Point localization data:
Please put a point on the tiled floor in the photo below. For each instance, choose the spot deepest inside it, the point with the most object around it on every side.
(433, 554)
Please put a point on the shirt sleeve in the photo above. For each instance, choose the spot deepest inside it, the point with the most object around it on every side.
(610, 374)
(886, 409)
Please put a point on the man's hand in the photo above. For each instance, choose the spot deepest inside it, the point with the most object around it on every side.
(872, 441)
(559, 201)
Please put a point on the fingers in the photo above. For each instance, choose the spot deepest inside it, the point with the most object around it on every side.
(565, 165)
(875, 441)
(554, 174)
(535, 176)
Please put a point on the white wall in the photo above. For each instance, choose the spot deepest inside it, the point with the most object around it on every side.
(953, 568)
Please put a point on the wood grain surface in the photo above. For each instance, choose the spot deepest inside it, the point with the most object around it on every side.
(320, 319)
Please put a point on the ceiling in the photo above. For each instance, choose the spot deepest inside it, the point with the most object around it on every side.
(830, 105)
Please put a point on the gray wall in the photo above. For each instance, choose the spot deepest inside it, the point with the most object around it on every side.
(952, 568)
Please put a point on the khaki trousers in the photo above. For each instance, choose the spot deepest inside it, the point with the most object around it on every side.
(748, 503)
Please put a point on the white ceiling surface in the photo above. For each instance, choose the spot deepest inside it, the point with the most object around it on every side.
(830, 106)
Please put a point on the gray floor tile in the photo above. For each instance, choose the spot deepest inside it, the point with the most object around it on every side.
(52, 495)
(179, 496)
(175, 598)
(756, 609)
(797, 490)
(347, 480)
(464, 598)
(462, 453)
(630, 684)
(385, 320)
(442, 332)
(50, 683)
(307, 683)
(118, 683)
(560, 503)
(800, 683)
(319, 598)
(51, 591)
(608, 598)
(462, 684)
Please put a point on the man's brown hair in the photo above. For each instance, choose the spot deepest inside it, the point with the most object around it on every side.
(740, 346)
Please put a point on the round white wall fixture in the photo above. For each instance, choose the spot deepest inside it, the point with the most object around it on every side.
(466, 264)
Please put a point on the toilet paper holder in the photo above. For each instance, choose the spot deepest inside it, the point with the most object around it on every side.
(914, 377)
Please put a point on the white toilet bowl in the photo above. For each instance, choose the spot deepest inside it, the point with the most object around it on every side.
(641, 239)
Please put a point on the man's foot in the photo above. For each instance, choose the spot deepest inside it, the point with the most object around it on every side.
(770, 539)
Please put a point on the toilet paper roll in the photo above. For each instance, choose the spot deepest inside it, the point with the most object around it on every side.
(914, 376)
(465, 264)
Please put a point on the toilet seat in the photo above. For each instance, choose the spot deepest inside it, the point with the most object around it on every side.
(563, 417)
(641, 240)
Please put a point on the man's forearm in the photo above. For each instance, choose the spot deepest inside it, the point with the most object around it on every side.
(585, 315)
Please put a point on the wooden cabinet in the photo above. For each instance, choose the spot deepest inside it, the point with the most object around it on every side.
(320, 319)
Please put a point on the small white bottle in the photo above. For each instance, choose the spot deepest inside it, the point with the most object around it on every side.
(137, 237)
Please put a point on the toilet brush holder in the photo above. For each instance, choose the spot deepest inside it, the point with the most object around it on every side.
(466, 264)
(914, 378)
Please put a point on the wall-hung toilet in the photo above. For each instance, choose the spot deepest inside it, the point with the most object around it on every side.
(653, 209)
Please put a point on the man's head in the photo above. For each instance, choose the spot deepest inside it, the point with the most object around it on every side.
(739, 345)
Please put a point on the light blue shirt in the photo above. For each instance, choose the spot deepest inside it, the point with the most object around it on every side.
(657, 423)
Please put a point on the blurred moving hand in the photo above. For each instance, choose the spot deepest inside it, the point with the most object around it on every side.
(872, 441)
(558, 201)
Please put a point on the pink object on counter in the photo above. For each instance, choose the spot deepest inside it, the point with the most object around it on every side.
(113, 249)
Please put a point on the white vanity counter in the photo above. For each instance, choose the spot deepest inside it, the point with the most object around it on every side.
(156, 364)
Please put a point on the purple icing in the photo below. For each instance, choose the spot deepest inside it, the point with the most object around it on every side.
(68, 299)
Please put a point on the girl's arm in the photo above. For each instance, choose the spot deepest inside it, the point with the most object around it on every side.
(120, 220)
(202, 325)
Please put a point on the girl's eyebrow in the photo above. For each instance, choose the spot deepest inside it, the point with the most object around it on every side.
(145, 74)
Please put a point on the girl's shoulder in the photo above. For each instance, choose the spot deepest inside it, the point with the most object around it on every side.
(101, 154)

- [REQUIREMENT]: With no additions or omissions, transcribe every record.

- [EXERCISE ANSWER]:
Please put a point on the tiled floor in the photo below. For each instance, choose the spot deepest inside it, the point with the most object around it on every side.
(433, 554)
Please put a point on the shirt sleeve in the photo above. For each instance, choose the spot deepest inside it, the point with the most object around it on every side.
(610, 374)
(886, 409)
Please put a point on the man's hand in the photo above. For each instance, choose the spot deepest inside it, the point with the most object around it on every side.
(872, 441)
(559, 201)
Please put a point on the fingers in the photo above. For each instance, choose the spot deepest inside it, the point with the most object around it on every side.
(565, 165)
(875, 441)
(554, 174)
(535, 176)
Please put a point on the white wall in the photo above. For each instance, choose the spot deepest inside it, the point with the most object around it on every side.
(953, 568)
Please put a point on the wood grain surface in the photo above. For each instance, choose the spot deepest inside it, the point with the most object around it on every side.
(320, 319)
Please put a point on the ceiling in the photo above. For each instance, choose the spot deepest inside it, the point with the most object around it on every side.
(830, 105)
Please put a point on the gray wall in the photo above. For each instance, choose the spot deepest inside it, the point with the most object around it on every side.
(952, 568)
Please put a point on the khaki trousers in the photo above. For each instance, choose the spot deepest inside it, the point with the most object around it on every side.
(748, 503)
Please put a point on the white ceiling surface in the photo above. For each instance, choose the spot deepest inside it, the point with the most object around it on every side.
(830, 106)
Please put a point on the gray floor tile in the photo above. For each instance, choose the spot deepest inside it, the point with the most object around it on every side.
(52, 495)
(179, 496)
(175, 598)
(756, 609)
(797, 490)
(347, 480)
(464, 598)
(462, 453)
(630, 684)
(385, 320)
(442, 332)
(50, 683)
(307, 683)
(118, 683)
(560, 503)
(800, 683)
(319, 598)
(51, 591)
(608, 598)
(462, 684)
Please put a point on the man's brown hair in the photo above. For each instance, choose the spot deepest inside it, the point with the most object around it on every side.
(740, 346)
Please put a point on the round white wall fixture in the photo above. For each instance, choose the spot deepest inside it, the point with the most object around it on every side.
(466, 264)
Please put a point on the toilet paper holder in the photo above. For each instance, choose the spot deepest inside it, the point with the most object around it on every side.
(914, 377)
Please put a point on the white toilet bowl in the photo above. For each instance, choose the spot deepest inside it, the point with the most object around it on every side.
(641, 239)
Please put a point on the man's foot in the photo above. For each instance, choose the spot deepest inside it, the point with the most object around it on every side.
(770, 539)
Please put a point on the toilet paper roll in the photo above. For each instance, choose the spot deepest inside it, the point with the most object around it on every side.
(914, 376)
(465, 264)
Please put a point on the toilet seat in the photo above. For each instance, choose the spot deepest inside it, the point with the most object around it on every side.
(563, 417)
(641, 240)
Please put a point on the man's forearm in the photo above. For each instance, choose the spot deepest inside it, the point with the most object around it on every side.
(585, 315)
Please put a point on the wooden cabinet in the photo above. For each instance, choose the spot deepest inside it, the point with the most object around it on every side.
(320, 319)
Please put a point on the small white bottle in the photo above. For each instance, choose the spot deepest inside it, the point with the most object around it on every side.
(137, 237)
Please put a point on the toilet brush holder in the photo above. For each instance, choose the spot deepest inside it, the point with the most object around it on every side.
(466, 264)
(914, 378)
Please put a point on the wall-hung toilet in the photo above. For each instance, choose the spot deepest inside it, the point with the most object around it on every side.
(653, 209)
Please put a point on the man's head in the photo above. For each instance, choose the spot deepest inside it, the point with the most object around it on every side.
(739, 345)
Please put a point on the light blue shirt in the photo above. For each instance, choose the spot deepest inside it, the point with the most object around it on every side.
(657, 423)
Please put a point on the blurred moving hand in the photo above. For each instance, choose the spot deepest inside it, the point with the most object around it on every side.
(872, 441)
(558, 201)
Please put a point on the pink object on counter in the photo above. For each instance, choose the spot deepest inside it, the point with the most object around it on every side.
(113, 249)
Please put a point on the white vanity counter in the photo above. For each instance, choose the spot deepest inside it, the point with the most object around it on every side.
(156, 364)
Please put a point on the purple icing in the photo below. For each instance, choose the spot deepest inside it, the point with the most object around it on every side.
(68, 299)
Please put a point on the girl's arm in the photo above. For each instance, choose the spot deepest inside it, the point with the most object around it on every side.
(120, 220)
(202, 325)
Please put a point on the girl's eyebrow in the photo above. For each instance, choose the spot deepest inside it, the point with the most object around it on every side.
(145, 74)
Please put a point on the girl's shoulder in the photo above. For each instance, choose the spot deepest inside it, the point with the most object around it on every side.
(101, 154)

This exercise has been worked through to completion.